WHAT YOU ARE ASKED TO DO
Copy out, exactly as given, every line from the line with "Batch annotation spec — class name: green foliage." to the end of the listing, both of those lines included.

ENTRIES SHOWN
________________________

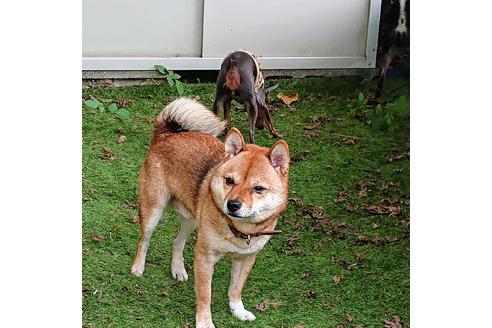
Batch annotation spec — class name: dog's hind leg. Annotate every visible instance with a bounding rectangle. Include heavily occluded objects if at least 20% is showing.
[243,95,258,143]
[213,91,232,126]
[171,204,196,281]
[131,199,165,277]
[228,254,256,321]
[131,168,170,277]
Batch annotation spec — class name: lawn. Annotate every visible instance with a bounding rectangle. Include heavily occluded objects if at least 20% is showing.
[82,77,410,328]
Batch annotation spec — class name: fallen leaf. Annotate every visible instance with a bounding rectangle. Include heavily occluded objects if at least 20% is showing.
[387,152,410,163]
[286,235,299,246]
[345,204,356,213]
[118,134,126,145]
[304,289,316,298]
[290,149,311,162]
[253,299,280,312]
[304,130,316,140]
[300,272,311,279]
[335,259,357,270]
[357,253,369,262]
[116,98,133,108]
[91,234,104,241]
[384,315,403,328]
[277,92,299,105]
[345,136,358,145]
[364,205,401,216]
[304,123,321,130]
[101,147,117,161]
[123,201,138,210]
[335,189,345,203]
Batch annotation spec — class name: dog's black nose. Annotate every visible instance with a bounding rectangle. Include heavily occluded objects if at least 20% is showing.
[227,199,243,213]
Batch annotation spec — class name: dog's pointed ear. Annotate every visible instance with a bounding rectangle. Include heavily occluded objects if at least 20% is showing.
[269,140,290,175]
[265,83,279,96]
[224,128,244,156]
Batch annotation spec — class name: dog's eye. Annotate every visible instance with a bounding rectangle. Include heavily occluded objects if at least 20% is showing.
[253,186,266,194]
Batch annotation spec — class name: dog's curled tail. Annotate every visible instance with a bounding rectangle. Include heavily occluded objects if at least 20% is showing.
[154,97,226,137]
[224,57,241,91]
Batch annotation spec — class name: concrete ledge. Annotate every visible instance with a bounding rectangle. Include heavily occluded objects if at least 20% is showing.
[82,68,379,88]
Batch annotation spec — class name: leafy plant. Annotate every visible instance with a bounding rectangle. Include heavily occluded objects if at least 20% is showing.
[350,92,410,132]
[154,65,184,96]
[85,99,130,121]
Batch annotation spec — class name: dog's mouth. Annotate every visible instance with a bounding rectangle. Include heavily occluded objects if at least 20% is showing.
[227,212,245,219]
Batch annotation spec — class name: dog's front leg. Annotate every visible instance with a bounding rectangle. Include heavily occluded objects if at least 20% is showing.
[194,249,217,328]
[244,96,258,143]
[229,254,256,321]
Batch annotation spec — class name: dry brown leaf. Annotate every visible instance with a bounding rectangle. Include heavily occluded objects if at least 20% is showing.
[91,234,104,241]
[123,201,138,210]
[118,134,126,145]
[304,123,321,130]
[290,149,311,162]
[253,299,280,312]
[357,253,369,262]
[345,204,356,213]
[101,147,118,161]
[300,272,311,279]
[365,205,401,216]
[277,92,299,105]
[335,189,345,203]
[304,289,316,298]
[335,259,357,270]
[116,98,133,108]
[384,315,403,328]
[286,235,299,246]
[387,152,410,163]
[345,136,358,145]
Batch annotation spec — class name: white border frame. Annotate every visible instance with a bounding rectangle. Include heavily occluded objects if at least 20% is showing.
[82,0,381,71]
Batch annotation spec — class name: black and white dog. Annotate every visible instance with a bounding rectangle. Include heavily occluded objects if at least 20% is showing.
[375,0,410,98]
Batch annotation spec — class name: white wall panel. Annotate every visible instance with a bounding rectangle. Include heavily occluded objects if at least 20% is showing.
[203,0,369,57]
[82,0,203,57]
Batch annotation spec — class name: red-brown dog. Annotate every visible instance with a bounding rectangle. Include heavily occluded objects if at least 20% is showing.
[131,98,290,328]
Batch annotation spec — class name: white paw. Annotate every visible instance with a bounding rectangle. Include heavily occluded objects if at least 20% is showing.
[171,262,188,281]
[229,301,256,321]
[196,320,215,328]
[132,263,145,277]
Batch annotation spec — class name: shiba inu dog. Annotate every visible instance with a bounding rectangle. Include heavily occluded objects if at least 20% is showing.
[131,98,290,328]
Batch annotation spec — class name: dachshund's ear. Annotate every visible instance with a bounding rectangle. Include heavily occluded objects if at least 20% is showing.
[265,83,279,96]
[270,140,290,175]
[224,128,245,156]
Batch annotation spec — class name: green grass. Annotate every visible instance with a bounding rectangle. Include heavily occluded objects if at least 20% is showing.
[82,78,410,327]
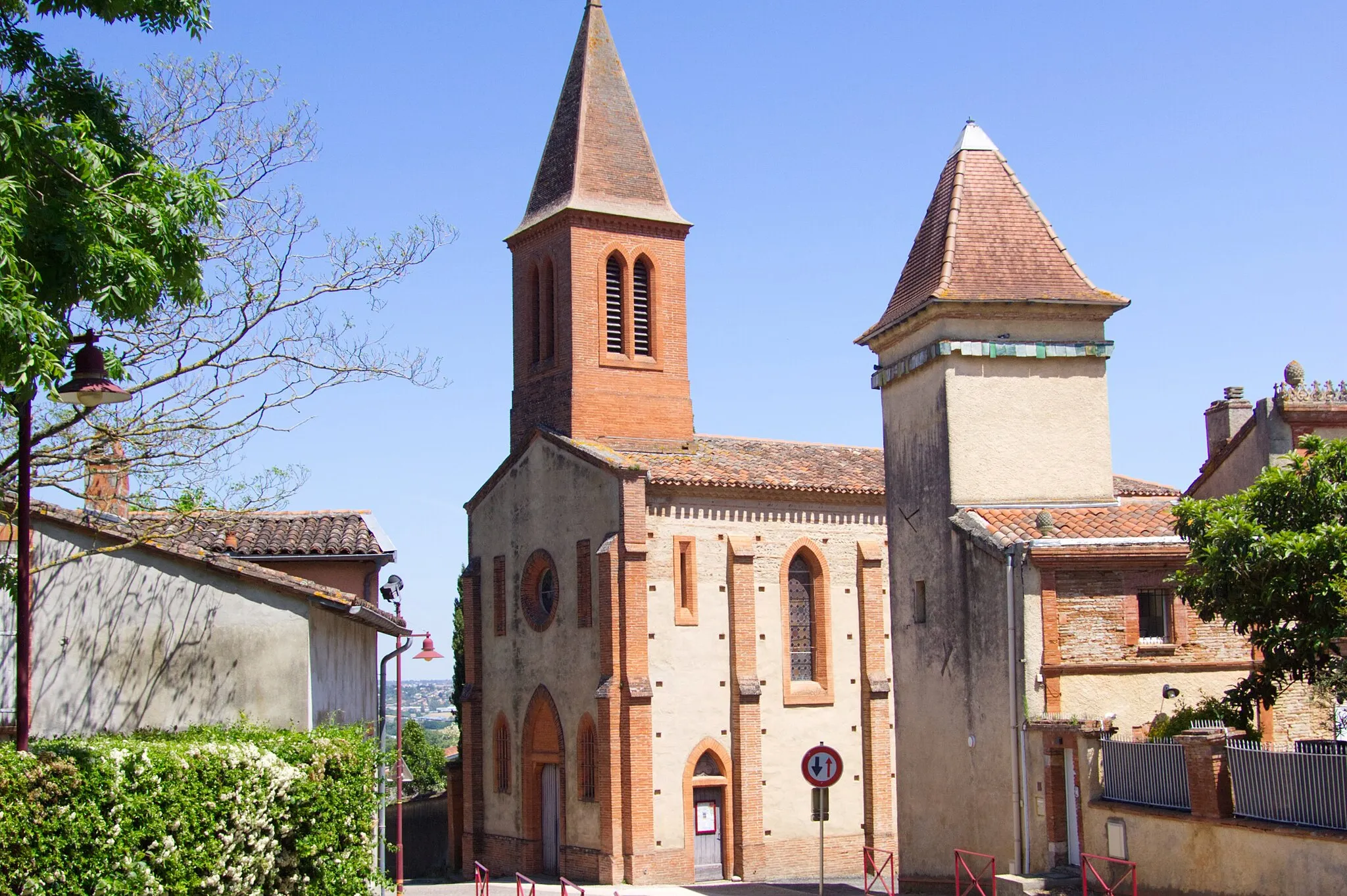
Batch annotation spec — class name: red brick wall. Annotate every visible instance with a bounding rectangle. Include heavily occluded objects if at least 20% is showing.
[509,211,693,448]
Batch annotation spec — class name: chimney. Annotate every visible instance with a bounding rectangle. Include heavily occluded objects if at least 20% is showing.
[85,441,131,519]
[1207,386,1254,460]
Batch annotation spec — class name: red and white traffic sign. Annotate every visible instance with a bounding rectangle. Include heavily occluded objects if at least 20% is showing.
[800,744,842,787]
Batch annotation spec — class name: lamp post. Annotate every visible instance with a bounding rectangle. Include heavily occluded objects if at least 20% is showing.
[13,329,131,751]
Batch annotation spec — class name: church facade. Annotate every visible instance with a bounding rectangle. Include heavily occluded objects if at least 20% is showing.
[460,0,896,883]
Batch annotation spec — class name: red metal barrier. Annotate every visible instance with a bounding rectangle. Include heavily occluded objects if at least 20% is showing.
[865,846,897,896]
[954,849,997,896]
[473,862,492,896]
[1080,853,1137,896]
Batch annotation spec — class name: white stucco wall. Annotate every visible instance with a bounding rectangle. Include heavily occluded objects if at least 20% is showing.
[22,519,311,738]
[647,492,892,849]
[469,438,620,849]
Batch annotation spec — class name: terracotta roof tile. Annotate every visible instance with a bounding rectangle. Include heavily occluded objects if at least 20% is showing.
[962,499,1175,546]
[606,436,883,495]
[860,122,1127,342]
[131,510,393,557]
[1113,473,1183,498]
[514,0,687,233]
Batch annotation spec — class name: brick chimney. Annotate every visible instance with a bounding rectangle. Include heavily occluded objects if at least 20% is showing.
[85,441,131,519]
[1207,386,1254,460]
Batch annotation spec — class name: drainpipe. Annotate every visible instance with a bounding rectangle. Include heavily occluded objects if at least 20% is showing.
[1006,546,1023,874]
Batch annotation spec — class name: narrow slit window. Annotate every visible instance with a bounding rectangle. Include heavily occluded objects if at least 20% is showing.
[787,554,814,681]
[632,261,650,355]
[606,256,622,355]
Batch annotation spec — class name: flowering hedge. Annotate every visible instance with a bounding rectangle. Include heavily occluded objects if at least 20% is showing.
[0,725,377,896]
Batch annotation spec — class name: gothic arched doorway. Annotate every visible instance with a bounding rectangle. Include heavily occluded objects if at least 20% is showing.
[520,685,566,874]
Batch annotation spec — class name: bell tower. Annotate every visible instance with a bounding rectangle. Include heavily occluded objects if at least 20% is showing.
[505,0,693,451]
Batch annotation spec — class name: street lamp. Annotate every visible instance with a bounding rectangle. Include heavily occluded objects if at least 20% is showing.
[378,576,445,893]
[13,329,131,751]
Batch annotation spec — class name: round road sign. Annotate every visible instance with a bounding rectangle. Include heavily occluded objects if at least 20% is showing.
[800,744,842,787]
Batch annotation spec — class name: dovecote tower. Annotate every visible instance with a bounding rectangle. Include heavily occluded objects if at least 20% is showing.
[505,0,693,450]
[857,121,1127,506]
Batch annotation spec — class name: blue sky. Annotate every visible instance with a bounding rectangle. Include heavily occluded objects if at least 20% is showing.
[37,0,1347,678]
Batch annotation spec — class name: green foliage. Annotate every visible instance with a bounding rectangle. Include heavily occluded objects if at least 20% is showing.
[0,724,390,896]
[1150,697,1260,740]
[403,721,445,793]
[0,0,221,396]
[1175,436,1347,716]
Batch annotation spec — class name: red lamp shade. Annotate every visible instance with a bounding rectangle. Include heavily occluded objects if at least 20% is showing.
[412,635,445,662]
[57,332,131,408]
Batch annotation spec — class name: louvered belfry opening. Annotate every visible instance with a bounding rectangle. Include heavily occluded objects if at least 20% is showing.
[787,554,814,681]
[608,256,622,355]
[632,258,652,355]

________________________

SOLUTION BELOW
Batch annotation spec — class name: green foliage. Annotate every visible instance with a bounding rectangle. Include heavily occluded objects if at least 20% is showing.
[0,724,390,896]
[1150,697,1260,740]
[403,721,445,793]
[0,0,221,396]
[1175,436,1347,716]
Batch annotation spec — class name: red lamp shade. Annotate every visible instance with a bounding rectangle. Include heavily occluded objects if at least 20% is showing.
[412,635,445,662]
[57,332,131,408]
Batch annotation spec — class name: louvered belfry opening. Annotate every visible instance with a bounding rectangle. Include heavily occluded objects if at least 20% is showing.
[787,554,814,681]
[608,256,622,355]
[632,258,652,355]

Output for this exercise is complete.